Task set ::
1. In the forum thread, what line does SirDice suggest adding to /boot/device.hints?
2. Copy word for word the stretch of the forum thread from "Added them to" through "with a cursor.".

Supplied passage ::
-.-.-

Added them to the post


----------



## jb_fvwm2 (Mar 27, 2009)

well, using NVIDIA I always got "agp detected, aborting setup!"
...........
Unfortunately, 
using the guide above (I think),  a blank screen, sometimes with a cursor.
one cntl-alt-del and other numerous keys-- to reboot and copy the old
xorg.conf back and comment device.hints, another cntl-alt-del to reboot
after the latter caused the blank screen to recur.  Now back the
way it was. (3 ideas of what is wrong here but I can only guess)
...........
4 permutations of ways to install nvidia-drivers and 100 permutations
of ways to tweak xorg.conf, maybe in a decade there will be a way to
set it up in 20 minutes or so.  Happy as long as I have the browser,
cursor, and window manager running...


----------



## SirDice (Mar 27, 2009)

jb_fvwm2 said:
			
		

> well, using NVIDIA I always got "agp detected, aborting setup!"


You can try removing *device agp* from your kernel config or add *hint.agp.0.disabled="1"* to /boot/device.hints.


----------



## jb_fvwm2 (Mar 27, 2009)

-.-.-

Material supplied ::
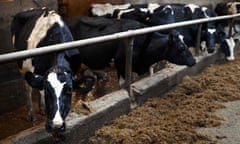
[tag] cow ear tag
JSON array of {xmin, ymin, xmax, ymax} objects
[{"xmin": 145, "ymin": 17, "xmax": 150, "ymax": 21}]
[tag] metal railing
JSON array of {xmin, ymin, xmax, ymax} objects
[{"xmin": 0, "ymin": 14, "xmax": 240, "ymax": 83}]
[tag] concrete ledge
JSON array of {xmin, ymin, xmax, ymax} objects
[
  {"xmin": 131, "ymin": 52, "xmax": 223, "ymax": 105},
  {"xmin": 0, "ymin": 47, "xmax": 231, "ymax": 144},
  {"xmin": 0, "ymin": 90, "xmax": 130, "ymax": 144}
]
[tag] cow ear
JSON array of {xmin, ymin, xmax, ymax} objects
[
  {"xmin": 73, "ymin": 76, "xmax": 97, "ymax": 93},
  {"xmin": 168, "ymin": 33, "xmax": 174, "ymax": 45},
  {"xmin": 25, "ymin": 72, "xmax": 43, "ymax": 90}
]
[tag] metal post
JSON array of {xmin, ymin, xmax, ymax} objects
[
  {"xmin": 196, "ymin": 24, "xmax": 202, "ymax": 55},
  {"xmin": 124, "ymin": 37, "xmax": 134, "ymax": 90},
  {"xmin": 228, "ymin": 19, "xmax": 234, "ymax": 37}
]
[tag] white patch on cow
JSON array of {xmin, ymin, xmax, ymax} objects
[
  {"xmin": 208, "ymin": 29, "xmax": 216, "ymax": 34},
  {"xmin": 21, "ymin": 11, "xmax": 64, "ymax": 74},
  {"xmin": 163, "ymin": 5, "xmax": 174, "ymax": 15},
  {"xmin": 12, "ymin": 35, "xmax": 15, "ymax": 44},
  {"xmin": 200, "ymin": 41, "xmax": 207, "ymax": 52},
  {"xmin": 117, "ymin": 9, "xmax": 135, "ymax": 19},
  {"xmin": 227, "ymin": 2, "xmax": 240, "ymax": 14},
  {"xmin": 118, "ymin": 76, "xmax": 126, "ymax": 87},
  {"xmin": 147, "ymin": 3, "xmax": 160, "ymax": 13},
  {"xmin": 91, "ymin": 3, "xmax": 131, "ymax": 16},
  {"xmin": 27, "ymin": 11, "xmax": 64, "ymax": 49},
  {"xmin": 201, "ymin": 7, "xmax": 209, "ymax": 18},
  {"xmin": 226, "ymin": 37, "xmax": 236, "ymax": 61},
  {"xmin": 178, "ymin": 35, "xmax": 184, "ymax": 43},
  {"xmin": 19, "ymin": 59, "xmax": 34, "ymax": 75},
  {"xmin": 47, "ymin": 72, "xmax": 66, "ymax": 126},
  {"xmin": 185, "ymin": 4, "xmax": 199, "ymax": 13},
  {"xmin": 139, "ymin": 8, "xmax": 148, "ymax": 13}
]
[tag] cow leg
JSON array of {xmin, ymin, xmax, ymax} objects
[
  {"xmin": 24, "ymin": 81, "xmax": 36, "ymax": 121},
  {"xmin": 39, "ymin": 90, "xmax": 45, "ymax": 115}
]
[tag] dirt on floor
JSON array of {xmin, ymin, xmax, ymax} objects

-.-.-

Solutions to the exercise ::
1. hint.agp.0.disabled="1"

2.
Added them to the post


----------



## jb_fvwm2 (Mar 27, 2009)

well, using NVIDIA I always got "agp detected, aborting setup!"
...........
Unfortunately, 
using the guide above (I think),  a blank screen, sometimes with a cursor.